Assigned task:
For the data that follows, return each line unchanged and drop the pictures.

□ □ □ □

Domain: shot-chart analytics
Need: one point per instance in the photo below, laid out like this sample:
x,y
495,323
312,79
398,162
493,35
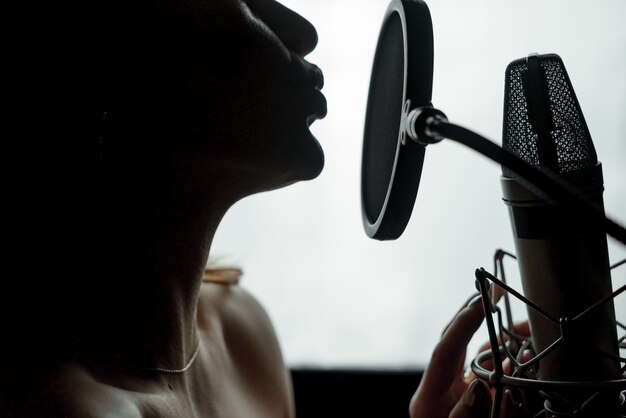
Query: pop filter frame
x,y
388,198
392,164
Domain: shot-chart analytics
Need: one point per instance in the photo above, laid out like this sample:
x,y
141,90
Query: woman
x,y
164,114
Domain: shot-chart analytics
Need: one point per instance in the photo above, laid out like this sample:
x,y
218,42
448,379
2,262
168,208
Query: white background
x,y
340,299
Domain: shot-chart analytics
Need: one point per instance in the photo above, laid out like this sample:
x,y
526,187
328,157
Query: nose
x,y
297,33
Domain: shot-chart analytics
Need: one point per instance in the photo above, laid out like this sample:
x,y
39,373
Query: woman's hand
x,y
444,391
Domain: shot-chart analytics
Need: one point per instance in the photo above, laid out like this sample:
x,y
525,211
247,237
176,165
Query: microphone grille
x,y
543,123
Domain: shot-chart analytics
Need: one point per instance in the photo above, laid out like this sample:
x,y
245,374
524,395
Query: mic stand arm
x,y
427,125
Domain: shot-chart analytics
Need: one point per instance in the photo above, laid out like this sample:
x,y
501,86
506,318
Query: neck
x,y
155,249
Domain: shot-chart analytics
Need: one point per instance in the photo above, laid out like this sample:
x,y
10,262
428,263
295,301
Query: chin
x,y
313,165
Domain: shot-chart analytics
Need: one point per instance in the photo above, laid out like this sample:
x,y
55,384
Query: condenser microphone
x,y
562,254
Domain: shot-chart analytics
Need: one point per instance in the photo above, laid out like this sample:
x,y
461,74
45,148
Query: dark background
x,y
333,393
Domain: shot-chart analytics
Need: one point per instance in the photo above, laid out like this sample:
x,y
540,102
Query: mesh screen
x,y
543,122
384,112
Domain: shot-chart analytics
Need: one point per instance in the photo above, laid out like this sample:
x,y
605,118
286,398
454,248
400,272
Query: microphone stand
x,y
427,125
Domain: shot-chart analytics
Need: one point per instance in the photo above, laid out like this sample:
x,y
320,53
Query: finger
x,y
446,364
475,402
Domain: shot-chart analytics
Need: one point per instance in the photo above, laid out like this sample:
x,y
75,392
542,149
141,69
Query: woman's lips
x,y
318,107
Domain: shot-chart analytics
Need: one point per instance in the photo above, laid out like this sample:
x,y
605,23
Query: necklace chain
x,y
160,369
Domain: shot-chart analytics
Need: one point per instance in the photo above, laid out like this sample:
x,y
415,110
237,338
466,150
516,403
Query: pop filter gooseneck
x,y
400,122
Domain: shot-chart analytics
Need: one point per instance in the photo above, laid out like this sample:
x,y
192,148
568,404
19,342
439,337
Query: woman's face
x,y
229,79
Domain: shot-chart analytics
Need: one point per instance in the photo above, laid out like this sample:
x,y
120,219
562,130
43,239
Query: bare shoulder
x,y
250,342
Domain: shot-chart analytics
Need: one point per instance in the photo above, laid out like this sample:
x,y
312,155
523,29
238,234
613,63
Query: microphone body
x,y
562,257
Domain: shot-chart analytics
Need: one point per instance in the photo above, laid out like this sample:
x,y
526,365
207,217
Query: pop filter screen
x,y
391,166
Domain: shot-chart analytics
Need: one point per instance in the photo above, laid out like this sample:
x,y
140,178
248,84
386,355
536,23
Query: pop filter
x,y
392,165
400,121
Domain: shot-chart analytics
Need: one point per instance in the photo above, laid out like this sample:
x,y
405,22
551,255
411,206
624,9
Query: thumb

□ □ □ □

Answer section:
Domain: shot-chart analytics
Need: one point per instance in the photo below, laid out like this sample:
x,y
495,323
312,79
398,162
493,35
Query: pop filter frame
x,y
388,198
392,164
Domain: shot-chart analytics
Need: one point per instance in the photo above, laid out like this sample:
x,y
141,90
Query: woman
x,y
164,114
Domain: shot-chart analytics
Need: one point per instance in the photo above, laid out like this sample:
x,y
218,42
448,379
2,262
168,208
Query: white background
x,y
340,299
Domain: shot-chart analytics
Need: one point per instance in the photo above, laid out like this sample:
x,y
526,187
328,157
Query: nose
x,y
297,33
Domain: shot-chart analytics
Need: one point per instance in the photo above, laid out like this sample:
x,y
39,373
Query: woman's hand
x,y
444,391
Domain: shot-chart analytics
Need: one point per instance in the photo above, laid out like this sample:
x,y
525,211
247,237
176,165
Query: microphone grille
x,y
543,123
Domain: shot-chart analytics
Need: one point per instance in the photo above, laid out like this sample:
x,y
245,374
524,395
Query: mic stand arm
x,y
427,125
Domain: shot-chart analytics
Need: one point per instance in the photo above, laid out like this sample:
x,y
501,86
506,318
Query: neck
x,y
155,249
Domain: shot-chart analytics
Need: one point per instance in the photo above, laid out like this sample:
x,y
10,262
428,263
295,301
Query: chin
x,y
313,165
Domain: shot-chart analytics
Need: one point per instance in the photo above, laid out like this sample:
x,y
55,384
Query: condenser microphone
x,y
562,254
Domain: shot-chart analytics
Need: one point per instance in the photo above, laid out like this sample:
x,y
461,74
45,148
Query: dark background
x,y
333,393
Domain: shot-chart analytics
Need: one point per instance in the photo above, laid out like this sample:
x,y
540,102
Query: mesh screen
x,y
543,122
384,112
Domain: shot-chart analytics
Need: one point per instance in the photo above, laid out like this sample:
x,y
605,118
286,398
454,248
400,272
Query: microphone stand
x,y
427,125
Domain: shot-chart analytics
Need: one point per instance in the photo above, laid out like this sample:
x,y
320,53
Query: finger
x,y
446,364
475,402
Domain: shot-chart analytics
Need: one point per instance in the photo above, laid out like this sample:
x,y
75,392
542,149
141,69
Query: woman's lips
x,y
318,107
Domain: shot-chart analytics
Need: one point per instance in the photo above, laid out like this sample:
x,y
605,23
Query: necklace chain
x,y
160,369
Domain: shot-chart analytics
Need: one point per instance in the photo above, laid out like this sample:
x,y
415,110
237,338
466,150
516,403
Query: pop filter gooseneck
x,y
400,122
Domain: shot-chart analytics
Need: one point per instance in the photo above, laid out like this sample:
x,y
192,148
568,404
19,342
439,337
Query: woman's face
x,y
229,79
Domain: shot-chart analytics
Need: one point per instance in the photo above, laid out like this sample:
x,y
120,219
562,130
43,239
Query: bare shoulder
x,y
250,342
Domain: shot-chart analytics
Need: one point per instance in the photo above, laid out like this sample:
x,y
312,155
523,29
238,234
613,63
Query: microphone body
x,y
562,257
Domain: shot-chart analytics
Need: one point per instance in the photo above, laid out like this sample:
x,y
526,365
207,217
Query: pop filter screen
x,y
391,166
Domain: shot-chart analytics
Need: one point per instance in the photo above, laid out like this sample:
x,y
140,178
248,84
386,355
536,23
Query: pop filter
x,y
392,165
400,121
Domain: shot-chart analytics
Need: one point per instance in the photo above, laid out like this sample:
x,y
405,22
551,255
411,206
624,9
Query: thumb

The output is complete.